# Your assignment:
Each line from the one that contains "Target: man's mouth" to the end of the entries must be copied word for word, and only those lines.

(Beginning of Supplied material)

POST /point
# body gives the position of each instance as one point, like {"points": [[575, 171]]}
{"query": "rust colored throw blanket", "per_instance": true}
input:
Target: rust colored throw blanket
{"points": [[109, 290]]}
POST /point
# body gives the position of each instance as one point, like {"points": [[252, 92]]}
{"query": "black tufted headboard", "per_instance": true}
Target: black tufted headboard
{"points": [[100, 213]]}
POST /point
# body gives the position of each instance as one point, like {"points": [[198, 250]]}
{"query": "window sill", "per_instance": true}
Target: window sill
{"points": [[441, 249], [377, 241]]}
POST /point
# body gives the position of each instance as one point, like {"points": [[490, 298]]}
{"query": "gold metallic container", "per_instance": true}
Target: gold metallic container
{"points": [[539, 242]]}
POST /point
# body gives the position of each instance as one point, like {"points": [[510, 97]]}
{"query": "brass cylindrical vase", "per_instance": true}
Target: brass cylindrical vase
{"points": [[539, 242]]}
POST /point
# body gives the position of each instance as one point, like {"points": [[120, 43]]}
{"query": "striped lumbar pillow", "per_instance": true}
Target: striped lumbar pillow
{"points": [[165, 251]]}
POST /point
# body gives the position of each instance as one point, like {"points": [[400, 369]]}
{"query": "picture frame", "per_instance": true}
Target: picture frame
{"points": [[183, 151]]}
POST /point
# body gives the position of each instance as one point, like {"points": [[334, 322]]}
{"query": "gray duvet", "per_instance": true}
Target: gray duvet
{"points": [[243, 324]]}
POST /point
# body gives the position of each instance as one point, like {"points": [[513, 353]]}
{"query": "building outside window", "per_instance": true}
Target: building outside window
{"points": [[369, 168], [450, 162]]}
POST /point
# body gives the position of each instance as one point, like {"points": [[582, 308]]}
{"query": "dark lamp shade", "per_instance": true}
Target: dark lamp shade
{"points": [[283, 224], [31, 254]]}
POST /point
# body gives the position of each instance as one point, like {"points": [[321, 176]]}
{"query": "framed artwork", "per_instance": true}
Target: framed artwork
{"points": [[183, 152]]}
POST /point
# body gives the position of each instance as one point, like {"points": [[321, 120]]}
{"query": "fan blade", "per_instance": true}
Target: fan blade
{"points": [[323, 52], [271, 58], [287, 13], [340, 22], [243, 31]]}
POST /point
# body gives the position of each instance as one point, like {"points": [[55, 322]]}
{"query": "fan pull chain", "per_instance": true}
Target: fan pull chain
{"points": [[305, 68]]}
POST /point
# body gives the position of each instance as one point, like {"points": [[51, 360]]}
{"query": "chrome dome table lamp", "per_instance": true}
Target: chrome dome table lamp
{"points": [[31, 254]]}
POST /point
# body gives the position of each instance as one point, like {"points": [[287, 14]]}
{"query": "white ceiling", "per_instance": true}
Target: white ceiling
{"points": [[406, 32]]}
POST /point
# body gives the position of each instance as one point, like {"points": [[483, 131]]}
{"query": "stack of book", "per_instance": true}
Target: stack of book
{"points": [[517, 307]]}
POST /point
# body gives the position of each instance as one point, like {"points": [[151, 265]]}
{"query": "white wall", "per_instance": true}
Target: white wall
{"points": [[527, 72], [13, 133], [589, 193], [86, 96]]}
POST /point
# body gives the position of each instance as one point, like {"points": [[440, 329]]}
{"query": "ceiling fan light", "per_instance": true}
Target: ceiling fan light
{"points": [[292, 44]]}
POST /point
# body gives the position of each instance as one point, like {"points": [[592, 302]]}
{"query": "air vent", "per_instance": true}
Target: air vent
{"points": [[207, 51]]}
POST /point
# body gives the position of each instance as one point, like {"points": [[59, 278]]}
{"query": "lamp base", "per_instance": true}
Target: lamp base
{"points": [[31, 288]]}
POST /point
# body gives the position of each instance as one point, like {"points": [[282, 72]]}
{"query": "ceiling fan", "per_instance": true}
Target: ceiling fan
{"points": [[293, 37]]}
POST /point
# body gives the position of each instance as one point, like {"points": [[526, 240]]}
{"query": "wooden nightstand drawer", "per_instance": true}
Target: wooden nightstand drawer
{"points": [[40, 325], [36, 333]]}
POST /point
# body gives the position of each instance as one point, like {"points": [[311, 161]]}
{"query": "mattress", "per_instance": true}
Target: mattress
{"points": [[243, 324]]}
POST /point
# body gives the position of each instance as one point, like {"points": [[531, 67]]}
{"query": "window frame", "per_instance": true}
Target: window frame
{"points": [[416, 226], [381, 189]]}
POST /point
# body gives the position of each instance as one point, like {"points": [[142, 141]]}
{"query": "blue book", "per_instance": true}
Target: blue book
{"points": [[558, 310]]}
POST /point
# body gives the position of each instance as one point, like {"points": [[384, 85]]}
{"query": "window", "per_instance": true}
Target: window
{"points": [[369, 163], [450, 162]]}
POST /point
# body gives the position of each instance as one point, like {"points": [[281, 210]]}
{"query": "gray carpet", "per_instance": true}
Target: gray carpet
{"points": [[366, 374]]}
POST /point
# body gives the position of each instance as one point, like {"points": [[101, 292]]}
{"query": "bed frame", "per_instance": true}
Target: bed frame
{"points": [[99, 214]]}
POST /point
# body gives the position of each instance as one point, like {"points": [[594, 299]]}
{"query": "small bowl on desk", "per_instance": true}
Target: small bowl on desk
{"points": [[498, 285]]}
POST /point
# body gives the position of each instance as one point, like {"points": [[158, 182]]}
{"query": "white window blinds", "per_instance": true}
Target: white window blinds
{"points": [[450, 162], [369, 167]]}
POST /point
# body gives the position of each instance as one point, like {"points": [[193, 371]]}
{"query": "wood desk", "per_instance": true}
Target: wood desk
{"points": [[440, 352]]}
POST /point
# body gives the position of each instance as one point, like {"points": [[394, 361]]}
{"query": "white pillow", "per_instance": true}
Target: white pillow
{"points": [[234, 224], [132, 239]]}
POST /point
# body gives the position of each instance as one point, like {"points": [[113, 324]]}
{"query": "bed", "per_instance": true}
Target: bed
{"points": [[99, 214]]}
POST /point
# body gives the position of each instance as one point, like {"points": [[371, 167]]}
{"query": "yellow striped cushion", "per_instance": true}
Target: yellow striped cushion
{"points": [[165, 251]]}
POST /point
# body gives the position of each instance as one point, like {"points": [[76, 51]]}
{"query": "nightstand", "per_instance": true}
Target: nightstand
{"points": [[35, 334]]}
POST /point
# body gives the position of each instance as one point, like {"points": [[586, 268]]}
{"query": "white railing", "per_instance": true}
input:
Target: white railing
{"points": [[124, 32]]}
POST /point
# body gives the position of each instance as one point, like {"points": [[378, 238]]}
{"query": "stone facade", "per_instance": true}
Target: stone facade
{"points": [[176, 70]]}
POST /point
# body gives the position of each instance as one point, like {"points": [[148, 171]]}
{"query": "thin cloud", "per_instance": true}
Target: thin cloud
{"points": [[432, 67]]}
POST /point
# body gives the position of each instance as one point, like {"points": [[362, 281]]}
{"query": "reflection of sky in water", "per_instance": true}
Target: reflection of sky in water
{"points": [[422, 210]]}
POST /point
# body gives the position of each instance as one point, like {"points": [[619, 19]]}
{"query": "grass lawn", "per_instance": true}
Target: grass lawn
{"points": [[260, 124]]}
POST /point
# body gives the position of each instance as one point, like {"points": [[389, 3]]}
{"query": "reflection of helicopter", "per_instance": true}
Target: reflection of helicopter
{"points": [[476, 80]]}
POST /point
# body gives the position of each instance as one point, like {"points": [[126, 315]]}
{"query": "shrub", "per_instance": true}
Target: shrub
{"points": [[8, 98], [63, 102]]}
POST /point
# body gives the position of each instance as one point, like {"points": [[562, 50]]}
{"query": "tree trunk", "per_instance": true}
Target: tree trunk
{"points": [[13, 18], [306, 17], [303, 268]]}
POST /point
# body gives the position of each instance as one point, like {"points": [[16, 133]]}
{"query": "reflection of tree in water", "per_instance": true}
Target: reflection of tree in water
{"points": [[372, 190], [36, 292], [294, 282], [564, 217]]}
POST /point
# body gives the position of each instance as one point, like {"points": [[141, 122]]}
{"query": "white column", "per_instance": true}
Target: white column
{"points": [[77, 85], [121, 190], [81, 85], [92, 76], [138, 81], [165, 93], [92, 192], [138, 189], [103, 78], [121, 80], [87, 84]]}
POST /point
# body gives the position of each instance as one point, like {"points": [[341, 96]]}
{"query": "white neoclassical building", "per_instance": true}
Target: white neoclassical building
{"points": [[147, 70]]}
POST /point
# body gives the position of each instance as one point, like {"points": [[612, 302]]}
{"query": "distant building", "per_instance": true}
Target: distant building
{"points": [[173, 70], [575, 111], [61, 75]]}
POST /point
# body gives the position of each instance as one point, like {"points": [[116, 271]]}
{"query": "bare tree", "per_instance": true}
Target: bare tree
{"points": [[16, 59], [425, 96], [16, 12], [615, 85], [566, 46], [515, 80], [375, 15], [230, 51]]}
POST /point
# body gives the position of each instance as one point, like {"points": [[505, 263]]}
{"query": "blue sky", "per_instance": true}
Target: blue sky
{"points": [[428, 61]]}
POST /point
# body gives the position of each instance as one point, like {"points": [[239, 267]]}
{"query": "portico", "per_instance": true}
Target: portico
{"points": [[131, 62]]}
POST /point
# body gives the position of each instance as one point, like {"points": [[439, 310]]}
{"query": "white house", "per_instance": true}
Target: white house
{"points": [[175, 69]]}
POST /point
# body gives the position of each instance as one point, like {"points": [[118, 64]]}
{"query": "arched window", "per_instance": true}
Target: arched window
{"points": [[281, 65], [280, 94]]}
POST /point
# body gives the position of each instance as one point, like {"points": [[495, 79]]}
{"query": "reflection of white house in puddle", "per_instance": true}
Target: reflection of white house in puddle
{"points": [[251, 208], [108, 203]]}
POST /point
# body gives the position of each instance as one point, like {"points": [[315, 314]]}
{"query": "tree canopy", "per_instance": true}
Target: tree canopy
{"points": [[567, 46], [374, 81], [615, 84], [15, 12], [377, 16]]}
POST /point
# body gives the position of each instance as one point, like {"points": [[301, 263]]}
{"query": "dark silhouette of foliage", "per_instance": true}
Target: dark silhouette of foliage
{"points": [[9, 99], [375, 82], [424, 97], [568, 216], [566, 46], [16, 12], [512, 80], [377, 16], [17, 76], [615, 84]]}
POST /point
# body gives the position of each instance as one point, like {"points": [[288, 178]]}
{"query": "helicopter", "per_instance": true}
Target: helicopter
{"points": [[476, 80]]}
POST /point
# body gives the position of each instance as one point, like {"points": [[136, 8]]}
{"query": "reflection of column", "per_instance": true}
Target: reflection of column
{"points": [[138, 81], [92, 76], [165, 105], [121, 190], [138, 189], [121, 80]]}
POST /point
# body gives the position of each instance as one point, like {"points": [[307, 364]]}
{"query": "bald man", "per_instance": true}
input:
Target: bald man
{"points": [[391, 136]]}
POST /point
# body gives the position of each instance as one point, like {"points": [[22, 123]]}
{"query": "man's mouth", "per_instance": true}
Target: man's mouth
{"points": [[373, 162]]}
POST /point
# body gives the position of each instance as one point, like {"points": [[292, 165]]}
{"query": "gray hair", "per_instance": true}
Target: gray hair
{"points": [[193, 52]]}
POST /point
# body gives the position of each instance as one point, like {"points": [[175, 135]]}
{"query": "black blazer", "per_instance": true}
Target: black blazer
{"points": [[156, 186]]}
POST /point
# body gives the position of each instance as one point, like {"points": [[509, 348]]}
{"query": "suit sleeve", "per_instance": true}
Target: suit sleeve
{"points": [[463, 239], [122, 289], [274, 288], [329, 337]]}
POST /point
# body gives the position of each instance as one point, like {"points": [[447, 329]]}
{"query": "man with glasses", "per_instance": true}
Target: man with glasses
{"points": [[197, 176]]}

(End of Supplied material)

# Result of the exercise:
Target: man's mouth
{"points": [[373, 162]]}
POST /point
# body gives the position of each instance as one point, like {"points": [[292, 165]]}
{"query": "gray hair", "per_instance": true}
Target: gray hair
{"points": [[193, 52]]}
POST /point
# body gives the position of each instance as one point, like {"points": [[175, 135]]}
{"query": "black blazer", "per_instance": true}
Target: black blazer
{"points": [[156, 186]]}
POST /point
# body gives the position of each instance as one point, like {"points": [[509, 348]]}
{"query": "suit sleeve", "per_instance": true}
Target: suit sleeve
{"points": [[463, 239], [122, 289], [274, 288], [329, 337]]}
POST /point
# body gives the position of each instance as one point, like {"points": [[447, 329]]}
{"query": "man with glasses", "per_instance": true}
Target: man with glasses
{"points": [[197, 176]]}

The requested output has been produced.